Information provided section start

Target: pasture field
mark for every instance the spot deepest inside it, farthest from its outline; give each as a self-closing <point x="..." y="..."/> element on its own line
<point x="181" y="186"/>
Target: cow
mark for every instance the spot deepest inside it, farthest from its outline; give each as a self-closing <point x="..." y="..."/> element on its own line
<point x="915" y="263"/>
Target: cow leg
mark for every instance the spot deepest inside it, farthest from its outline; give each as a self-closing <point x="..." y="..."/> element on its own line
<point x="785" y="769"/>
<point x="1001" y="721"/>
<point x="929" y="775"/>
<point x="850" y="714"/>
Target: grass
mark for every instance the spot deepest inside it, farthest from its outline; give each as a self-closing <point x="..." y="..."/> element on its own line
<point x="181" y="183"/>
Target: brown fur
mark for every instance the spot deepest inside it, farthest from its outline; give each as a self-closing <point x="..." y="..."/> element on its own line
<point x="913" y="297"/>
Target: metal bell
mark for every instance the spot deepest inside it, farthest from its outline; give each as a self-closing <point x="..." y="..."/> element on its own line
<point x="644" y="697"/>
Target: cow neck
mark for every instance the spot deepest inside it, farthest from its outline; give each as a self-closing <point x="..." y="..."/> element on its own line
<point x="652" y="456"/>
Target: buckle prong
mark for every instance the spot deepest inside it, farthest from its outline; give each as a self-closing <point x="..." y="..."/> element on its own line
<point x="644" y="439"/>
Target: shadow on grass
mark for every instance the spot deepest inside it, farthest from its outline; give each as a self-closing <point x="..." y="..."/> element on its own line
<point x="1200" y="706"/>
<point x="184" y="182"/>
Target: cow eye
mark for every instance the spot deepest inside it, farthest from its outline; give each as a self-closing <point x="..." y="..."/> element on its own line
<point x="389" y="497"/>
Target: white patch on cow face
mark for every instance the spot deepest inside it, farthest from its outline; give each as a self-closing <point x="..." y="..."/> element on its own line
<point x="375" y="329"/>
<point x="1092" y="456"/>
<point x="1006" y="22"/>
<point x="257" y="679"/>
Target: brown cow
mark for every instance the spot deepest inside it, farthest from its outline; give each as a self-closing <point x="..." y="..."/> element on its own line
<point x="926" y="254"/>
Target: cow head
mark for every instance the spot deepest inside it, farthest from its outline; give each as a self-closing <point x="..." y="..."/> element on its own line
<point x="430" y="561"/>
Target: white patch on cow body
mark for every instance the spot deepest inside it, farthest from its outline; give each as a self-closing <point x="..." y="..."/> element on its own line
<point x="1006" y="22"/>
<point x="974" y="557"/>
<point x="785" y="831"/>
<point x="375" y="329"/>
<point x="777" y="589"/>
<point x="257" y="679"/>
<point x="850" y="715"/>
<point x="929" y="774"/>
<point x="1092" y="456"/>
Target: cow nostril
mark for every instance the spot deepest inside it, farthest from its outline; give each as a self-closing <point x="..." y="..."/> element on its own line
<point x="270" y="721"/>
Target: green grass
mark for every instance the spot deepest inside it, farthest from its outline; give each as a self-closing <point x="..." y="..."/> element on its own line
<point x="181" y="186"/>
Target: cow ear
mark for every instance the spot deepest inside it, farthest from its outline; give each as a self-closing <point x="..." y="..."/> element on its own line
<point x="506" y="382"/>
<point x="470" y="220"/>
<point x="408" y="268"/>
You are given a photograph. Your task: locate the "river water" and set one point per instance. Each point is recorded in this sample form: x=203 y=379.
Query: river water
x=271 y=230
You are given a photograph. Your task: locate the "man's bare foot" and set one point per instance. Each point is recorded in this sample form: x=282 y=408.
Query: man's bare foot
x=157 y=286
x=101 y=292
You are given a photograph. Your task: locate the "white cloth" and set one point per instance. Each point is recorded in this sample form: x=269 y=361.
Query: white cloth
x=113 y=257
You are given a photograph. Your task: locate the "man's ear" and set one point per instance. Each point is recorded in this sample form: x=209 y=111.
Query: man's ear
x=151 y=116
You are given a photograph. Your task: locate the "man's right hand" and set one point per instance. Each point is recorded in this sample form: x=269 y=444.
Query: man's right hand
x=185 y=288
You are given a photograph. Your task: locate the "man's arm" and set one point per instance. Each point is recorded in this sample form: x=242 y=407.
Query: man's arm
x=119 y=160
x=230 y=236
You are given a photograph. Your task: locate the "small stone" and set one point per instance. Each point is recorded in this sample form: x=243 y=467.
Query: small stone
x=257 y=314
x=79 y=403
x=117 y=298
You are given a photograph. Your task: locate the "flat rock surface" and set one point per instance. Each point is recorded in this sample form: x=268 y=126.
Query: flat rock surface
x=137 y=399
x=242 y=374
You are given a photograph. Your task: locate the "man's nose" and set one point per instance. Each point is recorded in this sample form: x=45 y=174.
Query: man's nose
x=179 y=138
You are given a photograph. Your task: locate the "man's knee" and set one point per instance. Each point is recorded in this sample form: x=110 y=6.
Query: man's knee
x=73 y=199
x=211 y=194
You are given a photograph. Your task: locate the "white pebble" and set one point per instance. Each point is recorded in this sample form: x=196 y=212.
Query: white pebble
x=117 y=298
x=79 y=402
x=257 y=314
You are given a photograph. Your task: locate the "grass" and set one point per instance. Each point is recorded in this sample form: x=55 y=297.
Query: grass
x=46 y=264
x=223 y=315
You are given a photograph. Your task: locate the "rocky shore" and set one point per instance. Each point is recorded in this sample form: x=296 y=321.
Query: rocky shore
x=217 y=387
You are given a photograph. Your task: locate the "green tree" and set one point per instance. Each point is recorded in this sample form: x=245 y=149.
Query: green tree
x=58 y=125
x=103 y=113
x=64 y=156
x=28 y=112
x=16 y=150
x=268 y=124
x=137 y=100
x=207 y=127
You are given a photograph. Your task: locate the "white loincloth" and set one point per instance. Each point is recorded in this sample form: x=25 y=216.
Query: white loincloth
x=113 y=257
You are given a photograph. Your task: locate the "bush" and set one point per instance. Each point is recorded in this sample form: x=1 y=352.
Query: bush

Information provided section end

# Work order:
Print exactly the lines that run from the line containing "Query: man's arm" to the end of the data, both ends included.

# Exercise response:
Query: man's arm
x=119 y=160
x=230 y=236
You are given a photograph. Your task: locate the "small stone" and set one point per instance. Each point is recorded in this sample form: x=243 y=467.
Query: small stone
x=257 y=314
x=79 y=403
x=117 y=298
You are given a photograph. Your task: locate the "flat rock surface" and set one point per instance. Each point is recorded in this sample form: x=268 y=126.
Query: flat rock surface
x=137 y=399
x=242 y=374
You are given a photograph. Your task: locate the "man's nose" and set one point per instance. Each point is recorded in this sample form: x=45 y=174.
Query: man's nose
x=179 y=138
You are given a photograph. Your task: locate the "man's knee" and set one point per instance. Each point is recorded in this sample form: x=110 y=6.
Query: man's knee
x=73 y=199
x=211 y=194
You are given a photograph. Your task: locate the "white pebble" and set one point per instance. Each point is recorded in this sample form: x=196 y=212.
Query: white pebble
x=117 y=298
x=79 y=402
x=257 y=314
You are given a photograph. Your task: locate the "grass" and set one point per instance. Each point is recorded in this sample form: x=55 y=297.
Query: grass
x=46 y=264
x=223 y=315
You are given a photograph. Your task: locate the "rocky shore" and set one point per instance. Each point is recorded in this sample form: x=296 y=321.
Query: rocky shore
x=217 y=387
You are given a photograph. Your task: locate the "green tree" and set one point per instance. Each point is recorded in this sample form: x=245 y=149.
Query: green tree
x=58 y=125
x=103 y=113
x=64 y=156
x=28 y=112
x=16 y=150
x=268 y=124
x=137 y=100
x=207 y=127
You are given a photograph. Your task: locate the "white loincloth" and set one point per instance. Each point is recorded in this sample form: x=25 y=216.
Query: white loincloth
x=113 y=257
You are given a photograph. Your task: locate the "bush" and set one point per instance. Each point is recorded in this sample form: x=1 y=352.
Query: bush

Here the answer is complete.